Fraser Health Authority



INSPECTION REPORT
Health Protection
MBEK-BESVD4
PREMISES NAME
Pho Sunrise Vietnamese Cuisine
Tel: (604) 385-2950
Fax:
PREMISES ADDRESS
B230 - 15355 24th Ave
Surrey, BC V4A 2H9
INSPECTION DATE
August 6, 2019
TIME SPENT
2 hours
OPERATOR (Person in Charge)
Luan Thi Nguyen
NEXT INSPECTION DATE
1 Month
INSPECTION TYPE
Routine
ACTION TAKENFOOD SAFETY & SANITATION
ADMINISTRATIVE
Information Provided
ENFORCEMENT
Require Corrections
Comply
In Use
Food Safety Training [s. 10]
No
Food Safety Plan [s. 23]
Yes
No
Sanitation Plan [s. 24]
Yes
No
HAZARD RATING FOR YOUR FACILITY: High (≥30) Total Score = 55
Critical Hazards: Total Number: 2
301 - Equipment/utensils/food contact surfaces not maintained in sanitary condition [s. 17(1)]
Observation (CORRECTED DURING INSPECTION): A few pieces of equipment / utensils stored in clean storage area near the dishwasher were observed with food debris.

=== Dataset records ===
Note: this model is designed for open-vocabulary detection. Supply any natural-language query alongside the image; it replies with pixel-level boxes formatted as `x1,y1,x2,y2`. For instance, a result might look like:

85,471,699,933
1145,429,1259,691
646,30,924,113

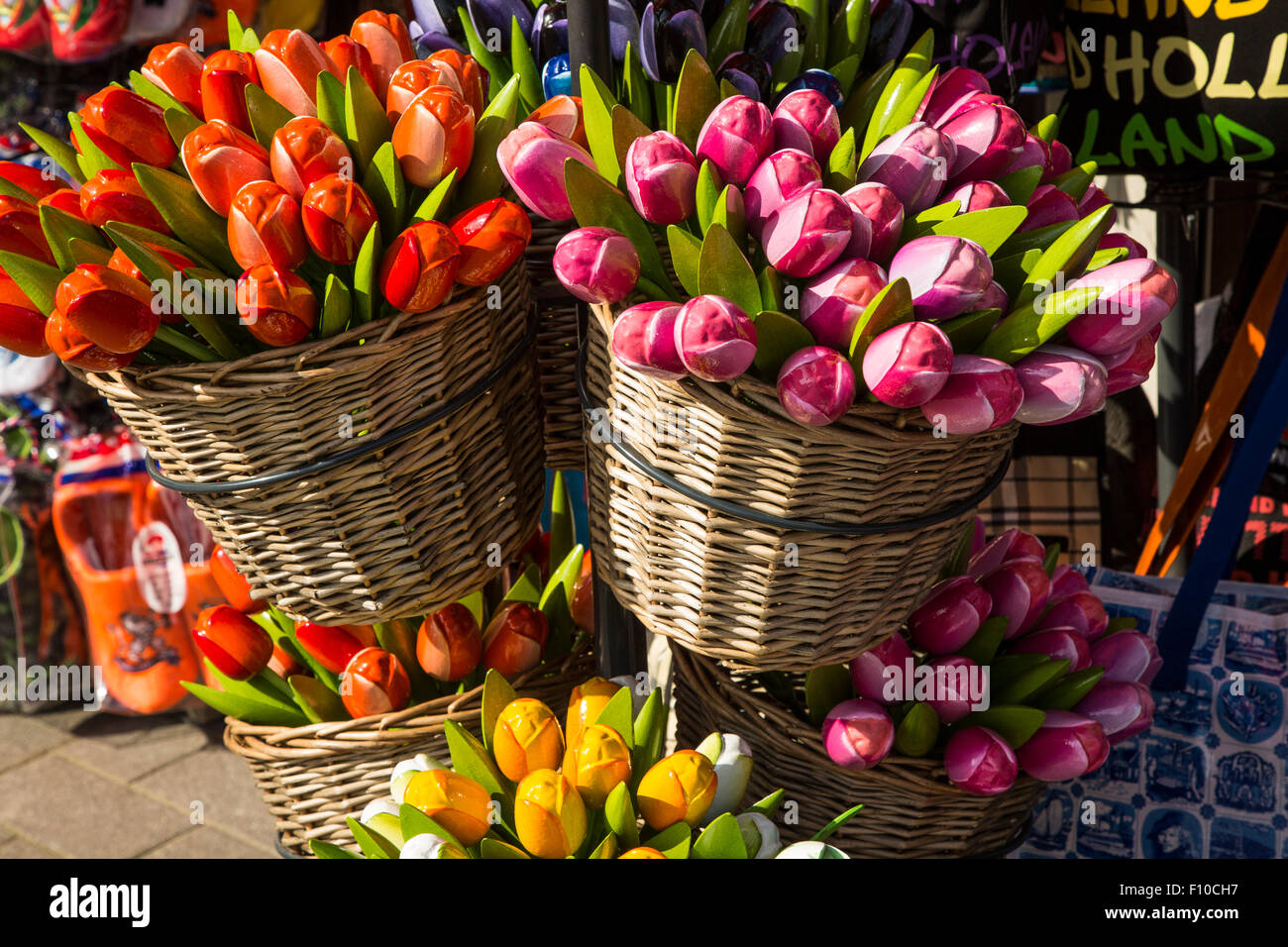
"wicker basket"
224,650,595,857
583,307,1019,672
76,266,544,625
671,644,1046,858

=== Given request ===
Write the next part of the restaurant inspection report, picking up after its final observation. These items are separate material, unrelated to the inspection report.

=== Reply ===
Corrective Action(s): Items were placed into dishwashing area to be properly washed, rinsed, and sanitized. Ensure all equipment, utensils, and food contact surfaces are thoroughly washed to remove all food debris and grease, then properly rinsed and sanitized prior to air drying on clean dish racks. Inspect equipment, utensils, and food contact surfaces to ensure all debris has been removed.
Violation Score: 5

402 - Employee does not wash hands properly or at adequate frequency [s. 21(3)]
Observation (CORRECTED DURING INSPECTION): Staff member observed to be eating food with hands, then rinsing hands under running water only, then proceding to directly handle food (noodles) with hands.
Corrective Action(s): Noodles discarded. Staff member washed hands with warm running water, liquid hand soap, and dried hands with paper towels after instructed to do so by the Environmental Health Officer. Ensure that hands are properly washed with hot and cold running water, liquid hand soap, and dried with single use paper towels as often as needed to prevent the contamination of food and food contact surfaces (after eating, after using the washroom, after handling garbage, after handling dirty dishes, etc.)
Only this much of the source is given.